--- BEGIN Selected text ---

Discrete Mathematics, Logic & Reasoning

Module aims

In this module you will learn how discrete mathematics and logic can be used to describe and reason about computational structures and systems.  The module provides an important  foundation for many core topics in Computing, such as computer hardware design, algorithm analysis, and program reasoning. Central to this module are proof techniques, which are important when establishing whether or not a program or system behaves according to its specification. The ability to use mathematics and logic to formalise such specifications is also a key learning outcome.

Learning outcomes

Upon successful completion of this module you will be able to:
- construct various types of mathematical proof using informal and formal reasoning
- define properties of fundamential discrete structures, such as sets, relations and functions
- read, parse and evaluate logical formulas
- formalise English statements into logic
- use logic to specify the desired properties of a system, program or algorithm
- use induction to reason about the correctness of recursive programs and data structures
- provide suitable pre, post and mid conditions and invariants for imperative program fragments
- use logic to reason about the correctness of imperative programs

Module syllabus

Logical connectives
Proof methods
Sets, relations and functions
Inductive reasoning applied to recursive programs and data types
Formalisation of logic syntax and semantics
Validity and satisfiability
Logical proof systems
Soundeness and completeness
Specification of pre-, post- and mid-conditions
Loop invariants and variants
Logical reasoning applied to imperative programs

Teaching methods

The material will be taught through traditional lectures, backed up by formative exercises designed to reinforce the material as it is taught. Classroom sessions will comprise traditional lecture material interspersed with problem solving, using selected formative exercises as examples. Some of the other exercises will be covered in small-group tutorials, Personal Maths Tutorials (PMTs), which are weekly one-hour tutorials run by academic tutors and Undergraduate Teaching Assistants (UTAs). These tutorials encourage group discussions and group problem solving designed to reinforce your understanding of key topics in logic, discrete mathematics and program reasoning. The remaining exercises are intended for you to use for self-study.

--- END Selected text ---

**Given task A:**
Write out the region labeling listing in full, line by line, increasing every bounding-box coordinate in its answers by 146 and leaving the pictures out.

--- BEGIN Material provided ---

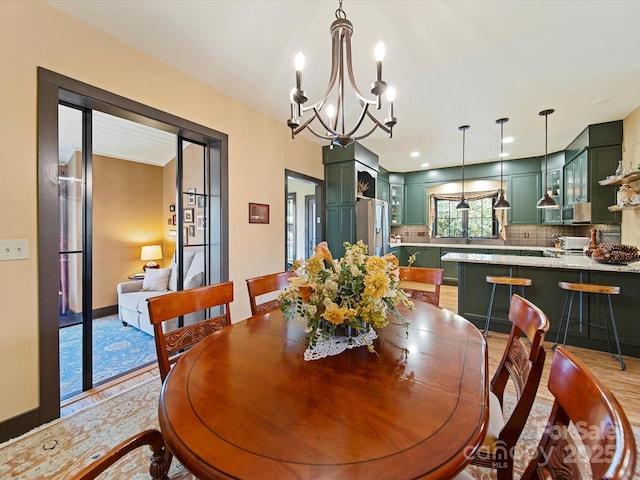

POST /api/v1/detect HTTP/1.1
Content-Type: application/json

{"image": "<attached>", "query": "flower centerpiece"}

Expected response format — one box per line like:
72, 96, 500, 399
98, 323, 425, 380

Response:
279, 241, 413, 351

--- END Material provided ---

**Given task B:**
Transcribe the discrete mathematics module description word for word, from beginning to end.

**Full solution A:**
POST /api/v1/detect HTTP/1.1
Content-Type: application/json

{"image": "<attached>", "query": "flower centerpiece"}

Expected response format — one box per line like:
72, 96, 500, 399
98, 323, 425, 380

Response:
425, 387, 559, 497

**Full solution B:**
Discrete Mathematics, Logic & Reasoning

Module aims

In this module you will learn how discrete mathematics and logic can be used to describe and reason about computational structures and systems.  The module provides an important  foundation for many core topics in Computing, such as computer hardware design, algorithm analysis, and program reasoning. Central to this module are proof techniques, which are important when establishing whether or not a program or system behaves according to its specification. The ability to use mathematics and logic to formalise such specifications is also a key learning outcome.

Learning outcomes

Upon successful completion of this module you will be able to:
- construct various types of mathematical proof using informal and formal reasoning
- define properties of fundamential discrete structures, such as sets, relations and functions
- read, parse and evaluate logical formulas
- formalise English statements into logic
- use logic to specify the desired properties of a system, program or algorithm
- use induction to reason about the correctness of recursive programs and data structures
- provide suitable pre, post and mid conditions and invariants for imperative program fragments
- use logic to reason about the correctness of imperative programs

Module syllabus

Logical connectives
Proof methods
Sets, relations and functions
Inductive reasoning applied to recursive programs and data types
Formalisation of logic syntax and semantics
Validity and satisfiability
Logical proof systems
Soundeness and completeness
Specification of pre-, post- and mid-conditions
Loop invariants and variants
Logical reasoning applied to imperative programs

Teaching methods

The material will be taught through traditional lectures, backed up by formative exercises designed to reinforce the material as it is taught. Classroom sessions will comprise traditional lecture material interspersed with problem solving, using selected formative exercises as examples. Some of the other exercises will be covered in small-group tutorials, Personal Maths Tutorials (PMTs), which are weekly one-hour tutorials run by academic tutors and Undergraduate Teaching Assistants (UTAs). These tutorials encourage group discussions and group problem solving designed to reinforce your understanding of key topics in logic, discrete mathematics and program reasoning. The remaining exercises are intended for you to use for self-study.